### Aim
Print the line containing "Can you locate the vegetation" and each line after it through the end, please, with nothing added.

○ ○ ○

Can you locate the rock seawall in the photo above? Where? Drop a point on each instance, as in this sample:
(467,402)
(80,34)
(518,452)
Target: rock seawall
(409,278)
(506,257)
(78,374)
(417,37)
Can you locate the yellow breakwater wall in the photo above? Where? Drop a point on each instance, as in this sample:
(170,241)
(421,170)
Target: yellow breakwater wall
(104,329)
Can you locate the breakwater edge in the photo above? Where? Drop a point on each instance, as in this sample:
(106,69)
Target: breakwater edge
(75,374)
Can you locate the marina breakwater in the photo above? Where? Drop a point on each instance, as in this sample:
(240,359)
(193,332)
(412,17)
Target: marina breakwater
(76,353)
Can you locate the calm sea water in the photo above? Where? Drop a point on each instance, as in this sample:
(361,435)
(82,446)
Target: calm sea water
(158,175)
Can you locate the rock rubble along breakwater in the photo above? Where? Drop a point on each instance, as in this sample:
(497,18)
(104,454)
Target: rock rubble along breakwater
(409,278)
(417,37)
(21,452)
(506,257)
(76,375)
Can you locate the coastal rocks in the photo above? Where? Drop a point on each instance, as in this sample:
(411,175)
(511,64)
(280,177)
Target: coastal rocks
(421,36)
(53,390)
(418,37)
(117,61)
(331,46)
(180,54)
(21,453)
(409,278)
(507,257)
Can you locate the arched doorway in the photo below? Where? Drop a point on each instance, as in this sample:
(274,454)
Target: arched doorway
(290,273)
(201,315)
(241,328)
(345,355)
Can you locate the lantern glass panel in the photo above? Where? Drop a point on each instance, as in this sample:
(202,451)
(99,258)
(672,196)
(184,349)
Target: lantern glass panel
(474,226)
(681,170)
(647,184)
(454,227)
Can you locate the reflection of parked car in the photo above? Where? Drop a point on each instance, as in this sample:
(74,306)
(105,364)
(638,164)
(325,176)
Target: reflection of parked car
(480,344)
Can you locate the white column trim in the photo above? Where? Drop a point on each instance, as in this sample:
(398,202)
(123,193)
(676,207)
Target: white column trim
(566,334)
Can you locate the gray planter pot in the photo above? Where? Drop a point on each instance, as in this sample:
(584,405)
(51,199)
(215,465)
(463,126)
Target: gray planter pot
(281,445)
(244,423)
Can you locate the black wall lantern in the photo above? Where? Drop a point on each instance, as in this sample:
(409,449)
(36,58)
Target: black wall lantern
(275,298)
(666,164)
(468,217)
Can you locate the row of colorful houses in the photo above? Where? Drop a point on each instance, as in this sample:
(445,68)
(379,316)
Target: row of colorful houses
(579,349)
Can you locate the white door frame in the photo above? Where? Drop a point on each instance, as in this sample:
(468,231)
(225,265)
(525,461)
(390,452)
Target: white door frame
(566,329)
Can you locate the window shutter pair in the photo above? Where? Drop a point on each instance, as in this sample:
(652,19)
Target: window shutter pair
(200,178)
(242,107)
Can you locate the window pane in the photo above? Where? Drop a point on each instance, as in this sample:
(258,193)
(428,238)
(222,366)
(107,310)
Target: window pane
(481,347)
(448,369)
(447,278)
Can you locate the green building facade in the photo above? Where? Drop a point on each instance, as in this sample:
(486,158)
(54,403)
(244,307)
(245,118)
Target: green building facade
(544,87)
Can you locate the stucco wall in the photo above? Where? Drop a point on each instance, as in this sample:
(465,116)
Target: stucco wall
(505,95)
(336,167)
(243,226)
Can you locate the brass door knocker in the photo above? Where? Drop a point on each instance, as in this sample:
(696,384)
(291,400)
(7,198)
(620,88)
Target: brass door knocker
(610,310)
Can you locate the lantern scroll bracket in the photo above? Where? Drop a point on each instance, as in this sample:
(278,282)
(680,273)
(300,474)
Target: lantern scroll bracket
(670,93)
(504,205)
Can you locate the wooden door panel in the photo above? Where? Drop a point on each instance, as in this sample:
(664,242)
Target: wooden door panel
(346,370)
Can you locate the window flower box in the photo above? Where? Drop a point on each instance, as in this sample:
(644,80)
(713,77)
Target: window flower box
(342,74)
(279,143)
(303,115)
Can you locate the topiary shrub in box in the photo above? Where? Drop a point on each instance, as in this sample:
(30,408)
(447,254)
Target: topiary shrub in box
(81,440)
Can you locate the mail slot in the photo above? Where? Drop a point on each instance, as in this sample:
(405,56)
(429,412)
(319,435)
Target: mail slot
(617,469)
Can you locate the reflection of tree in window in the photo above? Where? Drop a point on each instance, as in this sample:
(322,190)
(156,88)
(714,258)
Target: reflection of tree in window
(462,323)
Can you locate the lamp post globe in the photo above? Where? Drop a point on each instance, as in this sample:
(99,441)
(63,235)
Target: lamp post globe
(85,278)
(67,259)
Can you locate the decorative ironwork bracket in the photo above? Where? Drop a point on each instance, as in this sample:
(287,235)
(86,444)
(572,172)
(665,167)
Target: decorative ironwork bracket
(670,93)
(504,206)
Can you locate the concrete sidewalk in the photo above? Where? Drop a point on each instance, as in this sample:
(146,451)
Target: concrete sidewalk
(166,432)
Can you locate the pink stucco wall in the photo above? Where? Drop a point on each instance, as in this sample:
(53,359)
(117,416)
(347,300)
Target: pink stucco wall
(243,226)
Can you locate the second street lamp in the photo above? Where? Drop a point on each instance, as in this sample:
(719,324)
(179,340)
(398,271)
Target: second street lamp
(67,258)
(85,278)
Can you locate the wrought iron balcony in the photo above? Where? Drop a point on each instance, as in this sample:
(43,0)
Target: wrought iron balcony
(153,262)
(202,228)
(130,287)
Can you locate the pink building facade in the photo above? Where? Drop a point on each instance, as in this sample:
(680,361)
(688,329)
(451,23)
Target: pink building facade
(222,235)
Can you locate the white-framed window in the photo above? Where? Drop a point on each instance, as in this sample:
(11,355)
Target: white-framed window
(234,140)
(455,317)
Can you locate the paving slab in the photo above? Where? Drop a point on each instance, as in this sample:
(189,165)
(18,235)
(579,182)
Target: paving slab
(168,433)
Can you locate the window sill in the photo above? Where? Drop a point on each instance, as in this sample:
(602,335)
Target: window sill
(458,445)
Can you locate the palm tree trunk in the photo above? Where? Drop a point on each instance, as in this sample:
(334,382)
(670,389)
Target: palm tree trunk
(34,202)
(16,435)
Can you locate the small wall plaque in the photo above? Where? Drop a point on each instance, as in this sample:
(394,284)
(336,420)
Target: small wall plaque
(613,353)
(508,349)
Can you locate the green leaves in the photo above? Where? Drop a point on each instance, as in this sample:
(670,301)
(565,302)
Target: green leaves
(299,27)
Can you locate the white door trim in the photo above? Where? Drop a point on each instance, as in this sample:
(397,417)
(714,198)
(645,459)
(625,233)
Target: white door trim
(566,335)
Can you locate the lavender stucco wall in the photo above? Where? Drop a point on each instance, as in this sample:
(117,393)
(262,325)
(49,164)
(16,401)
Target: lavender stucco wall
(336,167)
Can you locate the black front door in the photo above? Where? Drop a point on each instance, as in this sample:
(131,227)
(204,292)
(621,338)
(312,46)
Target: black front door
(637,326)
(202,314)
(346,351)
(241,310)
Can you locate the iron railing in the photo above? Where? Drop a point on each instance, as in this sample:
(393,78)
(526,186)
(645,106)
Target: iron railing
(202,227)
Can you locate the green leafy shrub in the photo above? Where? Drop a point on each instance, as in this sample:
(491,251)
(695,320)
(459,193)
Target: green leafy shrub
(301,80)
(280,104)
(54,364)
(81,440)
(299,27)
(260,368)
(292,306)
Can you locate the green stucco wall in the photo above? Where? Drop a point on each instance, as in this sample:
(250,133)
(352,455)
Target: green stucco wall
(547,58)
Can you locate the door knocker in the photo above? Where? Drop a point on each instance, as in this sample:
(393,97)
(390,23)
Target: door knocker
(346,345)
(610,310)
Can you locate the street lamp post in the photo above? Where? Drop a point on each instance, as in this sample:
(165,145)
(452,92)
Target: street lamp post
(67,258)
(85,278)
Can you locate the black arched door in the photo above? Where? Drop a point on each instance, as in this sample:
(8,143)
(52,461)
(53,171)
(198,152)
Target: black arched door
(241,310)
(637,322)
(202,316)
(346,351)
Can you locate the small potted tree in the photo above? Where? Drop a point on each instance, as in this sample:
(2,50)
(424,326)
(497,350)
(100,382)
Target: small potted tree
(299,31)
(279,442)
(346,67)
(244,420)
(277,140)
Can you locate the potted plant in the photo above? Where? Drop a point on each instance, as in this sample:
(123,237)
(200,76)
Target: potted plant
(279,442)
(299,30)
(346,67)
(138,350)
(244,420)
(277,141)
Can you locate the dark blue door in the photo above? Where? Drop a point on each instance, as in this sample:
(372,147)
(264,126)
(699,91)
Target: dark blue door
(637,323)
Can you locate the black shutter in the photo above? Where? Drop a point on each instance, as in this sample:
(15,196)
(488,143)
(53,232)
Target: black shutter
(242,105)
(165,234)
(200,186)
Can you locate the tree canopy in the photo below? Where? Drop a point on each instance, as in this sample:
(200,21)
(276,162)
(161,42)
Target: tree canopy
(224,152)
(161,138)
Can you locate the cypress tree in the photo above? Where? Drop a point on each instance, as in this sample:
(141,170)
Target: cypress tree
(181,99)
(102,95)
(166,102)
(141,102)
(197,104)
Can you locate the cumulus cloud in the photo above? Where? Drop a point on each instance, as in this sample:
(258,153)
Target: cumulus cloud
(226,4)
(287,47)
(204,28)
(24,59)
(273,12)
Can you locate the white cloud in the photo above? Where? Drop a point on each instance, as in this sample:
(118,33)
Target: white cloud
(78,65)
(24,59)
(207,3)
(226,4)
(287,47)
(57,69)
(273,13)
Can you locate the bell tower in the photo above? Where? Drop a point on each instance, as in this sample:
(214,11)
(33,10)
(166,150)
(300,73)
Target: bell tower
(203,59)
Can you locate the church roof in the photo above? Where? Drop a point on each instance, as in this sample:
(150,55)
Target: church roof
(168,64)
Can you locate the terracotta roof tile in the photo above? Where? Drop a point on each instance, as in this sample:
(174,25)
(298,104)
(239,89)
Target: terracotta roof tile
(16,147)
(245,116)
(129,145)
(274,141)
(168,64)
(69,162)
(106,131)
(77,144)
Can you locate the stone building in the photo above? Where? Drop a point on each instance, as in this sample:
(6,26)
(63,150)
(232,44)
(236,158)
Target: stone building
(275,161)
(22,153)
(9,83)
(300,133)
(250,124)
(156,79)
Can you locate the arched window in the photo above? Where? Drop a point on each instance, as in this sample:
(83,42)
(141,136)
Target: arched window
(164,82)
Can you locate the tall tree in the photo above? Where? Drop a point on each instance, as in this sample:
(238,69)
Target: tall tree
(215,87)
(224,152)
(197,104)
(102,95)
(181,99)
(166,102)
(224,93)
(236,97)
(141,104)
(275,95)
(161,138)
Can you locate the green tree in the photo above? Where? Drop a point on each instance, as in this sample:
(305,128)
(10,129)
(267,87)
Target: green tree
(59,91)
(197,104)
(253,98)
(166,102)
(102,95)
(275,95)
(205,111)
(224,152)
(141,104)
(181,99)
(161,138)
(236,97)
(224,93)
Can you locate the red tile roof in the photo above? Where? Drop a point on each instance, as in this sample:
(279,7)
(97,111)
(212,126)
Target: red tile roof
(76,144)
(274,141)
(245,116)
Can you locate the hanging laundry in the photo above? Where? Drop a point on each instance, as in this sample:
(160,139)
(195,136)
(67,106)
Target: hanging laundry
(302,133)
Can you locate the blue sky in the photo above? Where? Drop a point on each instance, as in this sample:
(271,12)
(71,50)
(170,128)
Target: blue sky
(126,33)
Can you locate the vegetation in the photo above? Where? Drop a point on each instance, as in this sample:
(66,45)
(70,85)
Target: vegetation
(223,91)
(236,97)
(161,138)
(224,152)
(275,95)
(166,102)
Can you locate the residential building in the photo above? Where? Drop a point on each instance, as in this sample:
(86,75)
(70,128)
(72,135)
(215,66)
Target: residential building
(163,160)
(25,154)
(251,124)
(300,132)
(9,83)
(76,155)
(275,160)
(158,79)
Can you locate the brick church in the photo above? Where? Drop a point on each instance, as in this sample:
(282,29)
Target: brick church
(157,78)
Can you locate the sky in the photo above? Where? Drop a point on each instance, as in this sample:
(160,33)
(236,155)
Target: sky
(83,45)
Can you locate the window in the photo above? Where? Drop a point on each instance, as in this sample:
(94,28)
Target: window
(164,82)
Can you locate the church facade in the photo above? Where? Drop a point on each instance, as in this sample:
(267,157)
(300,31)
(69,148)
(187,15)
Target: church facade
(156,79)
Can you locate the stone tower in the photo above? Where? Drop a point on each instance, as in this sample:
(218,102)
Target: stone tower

○ ○ ○

### Answer to the task
Can you locate the vegetation in the photo above? Where? Drop a point on each instance, as in this sample:
(66,45)
(70,85)
Target: vegetation
(223,91)
(236,97)
(161,138)
(224,152)
(275,95)
(166,102)
Can you locate the residential building in the photo above? Where? Drop a point on each instance, as in this sample:
(86,75)
(70,128)
(72,135)
(215,66)
Target: residential building
(163,160)
(25,154)
(251,124)
(300,132)
(9,83)
(76,155)
(275,160)
(158,79)
Can you locate the brick church in the photo above? Where? Drop a point on each instance, as in this sample:
(282,29)
Target: brick church
(157,78)
Can you locate the sky in the photo above? Where? Drop a point on each instance, as in this sample:
(160,33)
(236,155)
Target: sky
(83,45)
Can you locate the window in the photo above? Where? Drop a point on each instance, as in this sample:
(94,28)
Target: window
(164,82)
Can you locate the church facade in the photo above? Where? Drop a point on each instance, as in this sample:
(267,157)
(300,31)
(69,148)
(187,15)
Target: church facade
(156,79)
Can you locate the stone tower in the photo above? Where? Drop a point on each instance, as in this sample:
(218,102)
Target: stone tower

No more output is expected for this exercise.